(Page text):

——

AwkwardPaws27 · 15/05/2018 21:57

DP is lovely, been together 10yrs, finally looking at our wedding as we had a long engagement while buying a house. I want to get married.
We just booked a short notice wedding (12 weeks away) at a dry hire venue so we could use our choice of caterers, supply alcohol without corkage etc.
My mum had loads of questions about the venue so I sent her the website link. She's now seen the price and is going on and on about the cost (& still asking bloody questions!). She isn't paying anything towards the wedding so I don't see why it matters.

For what it's worth, our total budget (including venue, ceremony, a band, photographer, cake, food, drink, outfits and rings) is £12k, in the south-east, for 90 guests. I don't think it's astronomical although I agree it is a lot of money. None of it will be on credit; we are paying half and DPs family are very kindly paying half.

My dad (parents are separated) doesn't want to give me away as he hates being the centre of attention. I didn't think I minded, but coupled with my mum's response, I am disappointed that neither of them is able to just be happy for me.

Has anyone else dealt with family issues? How did you stay focused on and not let it spoil your day?

OP posts:
Badgertastic · 15/05/2018 22:04

Try and focus on the fact this day is all about you and your partner and the love you share than the noise and distraction from your family. You will never please everyone so just crack on with your plans and focus on the fun and love of the day. If you need to tell your mum less then you may find you have to justify less to her.

swipex341 · 15/05/2018 22:09

I had big time family issues with mine too. Neither of my parents, siblings or grand parents came as it was too far for them to travel (40 miles) I didn't let them spoil it for me though. It's about you and your partner at the end of the day

underneaththeash · 15/05/2018 22:20

As you've said your DH is lovely and he'll be your close family from now on.

Have low expectations from your parents ..and just enjoy your special day.

AwkwardPaws27 · 17/05/2018 15:36

It doesn't feel like it is going to be a special day - it feels like it is going to be stressful and sad...

OP posts:
SnowGoArea · 17/05/2018 15:51

It sounds like their attitudes would apply to any wedding you might plan. In which case, the only way to avoid their behaviour would be to cancel the wedding and elope, and that really would be sad as it isn't what you want.

Weddings have a way of being so stressful in the run up that you cant quite believe it's going to be an enjoyable day. But so long as your relationship is a good one and you can decide not to sweat the small stuff, it will be a day of joy. I bet it'll go so fast you'll barely register how your parents are doing. I had a parent that I had a very uncomfortable relationship with, could never relax around etc. I was concerned about my wedding day but they just blended into the background amongst all the loveliness going on.

As long as this isn't you projecting your own fears about married on to them, I think it will be absolutely fine Flowers

Laineymc7 · 18/05/2018 22:17

I know a couple who walked up the aisle hand in hand together to get married. Try not to let your family put a dampner on your big down. Just think about the two of you. Hope you have a lovely day.

——

(Data supplied):

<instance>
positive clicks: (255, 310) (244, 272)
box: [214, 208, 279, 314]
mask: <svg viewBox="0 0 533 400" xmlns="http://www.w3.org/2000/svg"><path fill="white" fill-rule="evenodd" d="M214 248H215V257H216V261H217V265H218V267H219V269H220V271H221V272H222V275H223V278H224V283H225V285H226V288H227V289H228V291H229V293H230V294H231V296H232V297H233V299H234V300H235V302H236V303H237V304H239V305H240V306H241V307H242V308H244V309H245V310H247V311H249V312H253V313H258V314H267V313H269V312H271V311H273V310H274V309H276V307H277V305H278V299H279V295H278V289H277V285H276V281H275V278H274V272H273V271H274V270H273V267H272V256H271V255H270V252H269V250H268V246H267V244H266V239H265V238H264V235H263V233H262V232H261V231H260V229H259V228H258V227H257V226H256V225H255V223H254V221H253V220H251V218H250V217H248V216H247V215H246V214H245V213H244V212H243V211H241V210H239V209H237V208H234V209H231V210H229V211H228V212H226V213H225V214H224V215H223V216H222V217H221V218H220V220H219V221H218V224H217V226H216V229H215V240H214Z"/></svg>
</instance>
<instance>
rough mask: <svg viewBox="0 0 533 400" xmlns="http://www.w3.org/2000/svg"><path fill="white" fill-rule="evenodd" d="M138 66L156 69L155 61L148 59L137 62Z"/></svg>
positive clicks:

——

(Exercise directions):
Copy the forum thread from "As you've said" up to and including "what you want.", replacing "special day" with "happy day" throughout.

(Task response):
As you've said your DH is lovely and he'll be your close family from now on.

Have low expectations from your parents ..and just enjoy your happy day.

AwkwardPaws27 · 17/05/2018 15:36

It doesn't feel like it is going to be a happy day - it feels like it is going to be stressful and sad...

OP posts:
SnowGoArea · 17/05/2018 15:51

It sounds like their attitudes would apply to any wedding you might plan. In which case, the only way to avoid their behaviour would be to cancel the wedding and elope, and that really would be sad as it isn't what you want.